▶ [Task statement] Starting with the line that contains "Study the photo above. For every instance of the maple" and continuing through the end of the entries below, reproduce those lines in full, requests included. Scale every x,y coordinate in the answers by 1.6 and round each to a whole number with halves rounded up, but leave the numbers in the requests unchanged and omit the pictures.

════════

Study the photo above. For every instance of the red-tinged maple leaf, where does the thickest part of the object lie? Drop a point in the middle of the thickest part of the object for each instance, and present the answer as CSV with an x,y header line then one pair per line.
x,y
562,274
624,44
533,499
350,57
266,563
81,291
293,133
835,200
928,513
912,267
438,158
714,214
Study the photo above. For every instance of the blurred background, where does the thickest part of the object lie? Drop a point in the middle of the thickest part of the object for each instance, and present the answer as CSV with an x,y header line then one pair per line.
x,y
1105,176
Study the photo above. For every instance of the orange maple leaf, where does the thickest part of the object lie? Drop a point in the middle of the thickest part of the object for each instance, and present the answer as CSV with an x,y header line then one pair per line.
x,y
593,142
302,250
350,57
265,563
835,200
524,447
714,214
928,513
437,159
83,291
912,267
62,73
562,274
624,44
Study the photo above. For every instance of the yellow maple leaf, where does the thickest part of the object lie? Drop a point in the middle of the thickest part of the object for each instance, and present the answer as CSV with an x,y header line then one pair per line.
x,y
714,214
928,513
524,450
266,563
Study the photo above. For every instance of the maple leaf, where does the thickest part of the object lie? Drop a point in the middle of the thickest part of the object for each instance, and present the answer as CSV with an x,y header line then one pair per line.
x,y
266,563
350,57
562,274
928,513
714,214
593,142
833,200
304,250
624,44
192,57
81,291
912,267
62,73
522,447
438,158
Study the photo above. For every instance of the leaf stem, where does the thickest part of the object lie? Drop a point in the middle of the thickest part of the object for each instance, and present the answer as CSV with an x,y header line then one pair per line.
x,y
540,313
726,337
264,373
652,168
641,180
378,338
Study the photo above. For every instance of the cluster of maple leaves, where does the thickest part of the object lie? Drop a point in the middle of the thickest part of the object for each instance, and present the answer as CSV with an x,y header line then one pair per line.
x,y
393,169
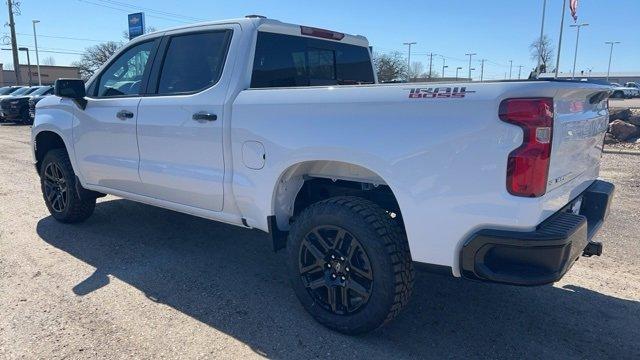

════════

▶ [Exercise answer]
Study the photo above. For every instance of the maple leaf, where does the thickest part of the object lie? Drop a point in the middle of the thickest part of the object for each instance, and present the answer as CSV with an x,y header line then one pair per line.
x,y
426,901
560,91
899,438
1485,821
1142,342
949,227
1333,320
486,400
998,70
307,91
130,466
1459,427
99,117
835,715
701,253
Study the photo above. For every instance of the leaf stem, where does the thickest part of the object lie? Drop a point in the middle of the thickest part of the object for each instance, and present the answer as CSV with an x,y header line then one pair per line.
x,y
864,501
1162,539
422,597
1043,269
1026,288
605,541
Study the photo above. For every instance of the cluster of maple leaves, where does the thickest part of the object lie? Drop a point in the middle of the thickest part of the object for each instance, and present the answer as CSV with an x,y header line then one pair per line.
x,y
629,270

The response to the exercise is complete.